[Given request] Convert every line of the entries below into a JSON array of strings, one string per line, skipping any blank lines.

[Data drawn from a collection]
— Begin —

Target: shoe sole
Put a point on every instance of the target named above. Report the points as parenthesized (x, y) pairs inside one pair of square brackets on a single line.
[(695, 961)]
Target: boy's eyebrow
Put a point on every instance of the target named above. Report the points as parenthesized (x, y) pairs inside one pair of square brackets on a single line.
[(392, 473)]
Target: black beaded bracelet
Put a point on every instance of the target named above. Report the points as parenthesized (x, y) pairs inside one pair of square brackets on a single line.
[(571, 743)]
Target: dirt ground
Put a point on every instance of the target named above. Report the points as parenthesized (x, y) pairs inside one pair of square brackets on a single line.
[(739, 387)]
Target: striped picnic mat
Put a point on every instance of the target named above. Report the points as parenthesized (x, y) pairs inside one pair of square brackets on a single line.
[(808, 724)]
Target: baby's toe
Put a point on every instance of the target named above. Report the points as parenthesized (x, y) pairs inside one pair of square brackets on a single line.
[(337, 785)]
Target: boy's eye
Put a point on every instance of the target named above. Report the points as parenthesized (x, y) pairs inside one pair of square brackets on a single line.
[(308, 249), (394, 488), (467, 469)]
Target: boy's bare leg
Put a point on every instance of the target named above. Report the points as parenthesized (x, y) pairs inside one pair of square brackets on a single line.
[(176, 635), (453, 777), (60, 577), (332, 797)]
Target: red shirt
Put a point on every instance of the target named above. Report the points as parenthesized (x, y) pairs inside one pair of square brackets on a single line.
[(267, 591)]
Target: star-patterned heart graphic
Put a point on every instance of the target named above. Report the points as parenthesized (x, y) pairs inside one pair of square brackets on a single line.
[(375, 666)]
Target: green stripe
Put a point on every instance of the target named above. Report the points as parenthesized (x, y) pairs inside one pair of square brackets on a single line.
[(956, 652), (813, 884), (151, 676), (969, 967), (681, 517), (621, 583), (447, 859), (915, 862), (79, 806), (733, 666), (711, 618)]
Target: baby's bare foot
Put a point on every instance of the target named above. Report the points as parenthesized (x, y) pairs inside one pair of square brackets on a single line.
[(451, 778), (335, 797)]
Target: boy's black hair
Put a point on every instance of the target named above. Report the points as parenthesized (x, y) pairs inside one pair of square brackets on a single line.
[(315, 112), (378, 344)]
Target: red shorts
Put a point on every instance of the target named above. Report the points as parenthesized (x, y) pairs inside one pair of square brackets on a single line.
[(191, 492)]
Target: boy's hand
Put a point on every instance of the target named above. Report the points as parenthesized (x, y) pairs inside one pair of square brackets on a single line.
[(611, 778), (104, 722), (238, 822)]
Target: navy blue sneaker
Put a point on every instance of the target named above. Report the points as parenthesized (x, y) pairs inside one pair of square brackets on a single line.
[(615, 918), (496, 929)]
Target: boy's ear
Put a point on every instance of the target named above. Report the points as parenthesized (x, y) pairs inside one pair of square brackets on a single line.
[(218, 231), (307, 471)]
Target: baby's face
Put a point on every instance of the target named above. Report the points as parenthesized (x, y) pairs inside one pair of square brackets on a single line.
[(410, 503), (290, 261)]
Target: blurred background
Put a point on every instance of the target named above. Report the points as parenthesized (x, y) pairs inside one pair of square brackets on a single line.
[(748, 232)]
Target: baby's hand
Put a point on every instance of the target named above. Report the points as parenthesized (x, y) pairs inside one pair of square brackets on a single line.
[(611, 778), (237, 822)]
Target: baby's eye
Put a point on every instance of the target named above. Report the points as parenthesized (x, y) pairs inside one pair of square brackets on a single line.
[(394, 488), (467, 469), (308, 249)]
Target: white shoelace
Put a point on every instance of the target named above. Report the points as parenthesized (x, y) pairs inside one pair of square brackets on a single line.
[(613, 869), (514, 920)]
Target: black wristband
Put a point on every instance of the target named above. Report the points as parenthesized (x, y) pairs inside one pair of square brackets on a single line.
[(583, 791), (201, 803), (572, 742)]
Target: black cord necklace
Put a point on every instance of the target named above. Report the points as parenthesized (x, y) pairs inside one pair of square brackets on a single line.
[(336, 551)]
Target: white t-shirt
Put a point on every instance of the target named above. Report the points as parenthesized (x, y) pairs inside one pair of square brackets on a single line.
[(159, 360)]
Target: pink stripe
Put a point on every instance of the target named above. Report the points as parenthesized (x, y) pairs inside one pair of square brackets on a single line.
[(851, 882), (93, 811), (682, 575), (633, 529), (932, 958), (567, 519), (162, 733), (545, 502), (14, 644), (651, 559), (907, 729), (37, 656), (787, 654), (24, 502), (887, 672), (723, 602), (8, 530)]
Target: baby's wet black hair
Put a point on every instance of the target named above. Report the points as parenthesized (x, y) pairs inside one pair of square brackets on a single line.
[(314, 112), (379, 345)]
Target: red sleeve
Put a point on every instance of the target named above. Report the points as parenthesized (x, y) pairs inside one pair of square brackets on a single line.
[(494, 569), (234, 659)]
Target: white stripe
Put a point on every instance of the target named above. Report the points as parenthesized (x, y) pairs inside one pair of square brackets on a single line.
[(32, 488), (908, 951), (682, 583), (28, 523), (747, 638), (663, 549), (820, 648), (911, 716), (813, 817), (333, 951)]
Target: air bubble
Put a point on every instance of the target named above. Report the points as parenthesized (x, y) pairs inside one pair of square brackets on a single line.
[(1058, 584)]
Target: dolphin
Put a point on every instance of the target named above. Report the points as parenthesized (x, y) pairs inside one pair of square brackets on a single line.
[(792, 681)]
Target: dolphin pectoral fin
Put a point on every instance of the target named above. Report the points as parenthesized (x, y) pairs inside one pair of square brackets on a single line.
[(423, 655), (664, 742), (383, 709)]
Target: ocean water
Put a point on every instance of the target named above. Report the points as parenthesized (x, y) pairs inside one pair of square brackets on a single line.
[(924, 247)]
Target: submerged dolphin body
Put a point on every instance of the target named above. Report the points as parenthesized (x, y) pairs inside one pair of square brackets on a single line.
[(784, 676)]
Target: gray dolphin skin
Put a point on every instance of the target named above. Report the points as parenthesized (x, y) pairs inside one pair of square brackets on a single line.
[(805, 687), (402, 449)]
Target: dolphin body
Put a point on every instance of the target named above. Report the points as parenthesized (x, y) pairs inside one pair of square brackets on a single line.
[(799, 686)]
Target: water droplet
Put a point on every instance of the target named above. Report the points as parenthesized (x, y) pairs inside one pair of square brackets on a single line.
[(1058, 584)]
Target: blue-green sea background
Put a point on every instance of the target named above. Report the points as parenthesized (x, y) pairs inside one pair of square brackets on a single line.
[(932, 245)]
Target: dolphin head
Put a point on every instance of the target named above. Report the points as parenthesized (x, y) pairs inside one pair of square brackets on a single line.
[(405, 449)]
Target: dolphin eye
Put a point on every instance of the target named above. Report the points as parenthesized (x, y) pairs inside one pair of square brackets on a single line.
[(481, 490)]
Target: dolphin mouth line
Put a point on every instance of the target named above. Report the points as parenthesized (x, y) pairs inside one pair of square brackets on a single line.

— End —

[Complete answer]
[
  "Target: shoe sole",
  "Put a point on every instance of the target named above. Report the points as parenthesized (x, y) pairs inside one pair of square brackets on a single line.",
  "[(695, 961)]",
  "Target: boy's eyebrow",
  "Put a point on every instance of the target named above. Report the points as parenthesized (x, y) pairs inside one pair of square brackets on a single line.",
  "[(392, 473)]",
  "Target: black beaded bracelet",
  "Put a point on every instance of the target named above. Report the points as parenthesized (x, y) pairs inside one pair of square brackets on a single line.",
  "[(571, 743)]",
  "Target: dirt ground",
  "Put a point on every instance of the target named above. Report the points as parenthesized (x, y) pairs inside one pair of square brackets on a single line.",
  "[(739, 387)]",
  "Target: striped picnic mat",
  "Put a point on every instance of the target named above. Report the points as parenthesized (x, y) pairs inside one pair of square brackets on a single line.",
  "[(808, 724)]",
  "Target: baby's toe",
  "Put a point on every instance of the target named above. Report the points as parenthesized (x, y) pairs inside one pair of square brackets on a single line.",
  "[(337, 785)]",
  "Target: boy's eye",
  "Put a point on every instance of the target named above. Report the points as parenthesized (x, y) pairs inside one pair of square brackets on a single line.",
  "[(308, 249), (394, 488), (467, 469)]",
  "Target: boy's bare leg",
  "Put a point on every instance of the target named above. Report the points as parenthesized (x, y) pairs inside one pair of square brackets on a single line.",
  "[(176, 635), (453, 777), (60, 577), (332, 797)]",
  "Target: red shirt",
  "Put a point on every instance of the target named above. Report the points as parenthesized (x, y) pairs inside one pair of square brackets on a single line.",
  "[(267, 591)]",
  "Target: star-patterned heart graphic",
  "Put a point on every instance of the target named above. Report the points as parenthesized (x, y) pairs inside one pair of square brackets on a single line.",
  "[(375, 666)]",
  "Target: green stripe",
  "Put a point on every instance of the target named above. Report the points as parenthesized (x, y) pairs inside one pair of square brackets on a single line.",
  "[(956, 652), (813, 884), (151, 676), (969, 967), (681, 517), (621, 583), (447, 859), (915, 862), (79, 806), (733, 666), (711, 618)]",
  "Target: baby's bare foot",
  "Put a point on every instance of the target named above. Report the points as parenthesized (x, y) pairs inside one pair of square brackets on a single line.",
  "[(451, 778), (335, 797)]",
  "Target: boy's black hair",
  "Put a point on every instance of the target named above. Report the points as parenthesized (x, y) pairs inside one pair of square brackets on a single line.",
  "[(315, 112), (378, 344)]",
  "Target: red shorts",
  "Put a point on every instance of the target named above. Report the points as parenthesized (x, y) pairs inside one pair of square brackets on a single line.",
  "[(191, 492)]",
  "Target: boy's hand",
  "Put a point on every instance of the target named above. Report the points as parenthesized (x, y) pairs inside one pair of square brackets on a single line.",
  "[(611, 778), (104, 722), (238, 822)]",
  "Target: navy blue sneaker",
  "Put a point on every instance of the target named above. Report the points as parenthesized (x, y) pairs inside one pair of square brackets on a single line.",
  "[(615, 918), (496, 929)]",
  "Target: boy's ear",
  "Put a point on every instance of the target named above. Report the points as parenthesized (x, y) pairs inside one pair of square brackets on a single line.",
  "[(218, 231), (307, 471)]",
  "Target: baby's face",
  "Put a point on every instance of the target named above. Report the points as parenthesized (x, y) pairs inside one pair of square brackets on a single line.",
  "[(410, 503), (290, 261)]",
  "Target: blurred background",
  "Put a point on every instance of the target named above. Report the points as parenthesized (x, y) pairs inside one pair of square brackets on a single line.",
  "[(748, 232)]",
  "Target: baby's hand",
  "Put a point on every instance of the target named above. Report the points as parenthesized (x, y) pairs inside one pair of square brackets on a single line.",
  "[(611, 778), (237, 822)]",
  "Target: baby's eye",
  "Put a point on every instance of the target named above. Report the points as parenthesized (x, y) pairs inside one pair of square brackets on a single line.",
  "[(394, 488), (467, 469), (308, 249)]",
  "Target: white shoelace",
  "Put a point on every instance of the target named above. Report the points as parenthesized (x, y) pairs inside one pair of square brackets on a single line.",
  "[(613, 869), (514, 920)]",
  "Target: black wristband",
  "Put a point on every instance of the target named above. Report the points as parenthesized (x, y) pairs inside one pair of square brackets on a single line.",
  "[(583, 791), (201, 803), (572, 742)]",
  "Target: black cord necklace",
  "Put a point on every instance of the target named above. Report the points as parenthesized (x, y) pairs inside one pair of square brackets on a single line.",
  "[(336, 551)]",
  "Target: white t-shirt",
  "Put a point on every instance of the target named above. Report the points as parenthesized (x, y) pairs inside one pair of square brackets on a single line.",
  "[(159, 360)]",
  "Target: pink stripe",
  "Put a point on every instance of the target named above. Report the points as parenthesized (x, y) pairs inside one pair of square brackets on a single line.",
  "[(851, 882), (93, 811), (682, 575), (633, 529), (932, 958), (567, 519), (162, 733), (545, 502), (14, 644), (651, 559), (907, 729), (37, 656), (787, 654), (24, 502), (887, 672), (723, 602), (8, 530)]",
  "Target: baby's wet black hair",
  "Put a point on every instance of the target named above. Report the points as parenthesized (x, y) pairs inside one pair of square brackets on a single line.",
  "[(314, 112), (379, 345)]",
  "Target: red sleeve",
  "Put a point on every instance of the target named above. Report the points as parenthesized (x, y) pairs inside one pair of square brackets on a single line.",
  "[(494, 569), (234, 659)]",
  "Target: white stripe",
  "Put a point on every instance of the target named above. Report the points as parenthesized (x, y) pairs inside one pair of square brackets on a single line.",
  "[(32, 488), (908, 951), (682, 583), (28, 523), (747, 638), (663, 549), (820, 648), (911, 716), (813, 817), (333, 951)]",
  "Target: air bubble",
  "Put a point on every instance of the target named above. Report the points as parenthesized (x, y) pairs inside one pair of square brackets on a single line.",
  "[(1058, 584)]",
  "Target: dolphin",
  "Put a point on every instance of the target named above. Report the points as parenthesized (x, y) pairs inside one pair of square brackets on a single line.",
  "[(792, 681)]",
  "Target: dolphin pectoral fin",
  "Put a point on every instance of the target named above. Report the points as parenthesized (x, y) pairs inside one pair of square brackets on a single line.",
  "[(423, 655), (664, 742), (383, 709)]",
  "Target: ocean water",
  "Put a point on every instance of the target named above. Report the points as parenthesized (x, y) pairs inside one pair of square brackets on a single line.",
  "[(924, 247)]",
  "Target: submerged dolphin body",
  "Put a point on every instance of the target named above. Report the points as parenthesized (x, y) pairs inside one pair of square brackets on a single line.",
  "[(784, 676)]",
  "Target: gray dolphin skin",
  "Put a point on every instance of the target named above. Report the points as parenthesized (x, y) pairs inside one pair of square brackets on a single line.",
  "[(805, 687), (402, 449)]",
  "Target: dolphin body",
  "Put a point on every instance of the target named above. Report the points as parenthesized (x, y) pairs inside one pair of square brackets on a single line.",
  "[(799, 686)]",
  "Target: water droplet",
  "Put a point on every instance of the target named above. Report the points as parenthesized (x, y) pairs inside one pair of square brackets on a single line.",
  "[(1058, 584)]",
  "Target: blue-green sea background",
  "Put a point on every instance of the target named above. Report the points as parenthesized (x, y) pairs inside one pair of square brackets on a single line.",
  "[(932, 245)]",
  "Target: dolphin head",
  "Put a point on every instance of the target named above. Report the points as parenthesized (x, y) pairs inside one pair of square brackets on a single line.",
  "[(405, 449)]",
  "Target: dolphin eye",
  "Put a point on every instance of the target named above. Report the points as parenthesized (x, y) pairs inside one pair of square brackets on a single line.",
  "[(481, 490)]",
  "Target: dolphin mouth line",
  "Put a point on every instance of the target named above. Report the points as parenthesized (x, y) pairs inside one pair of square brackets on a single line."
]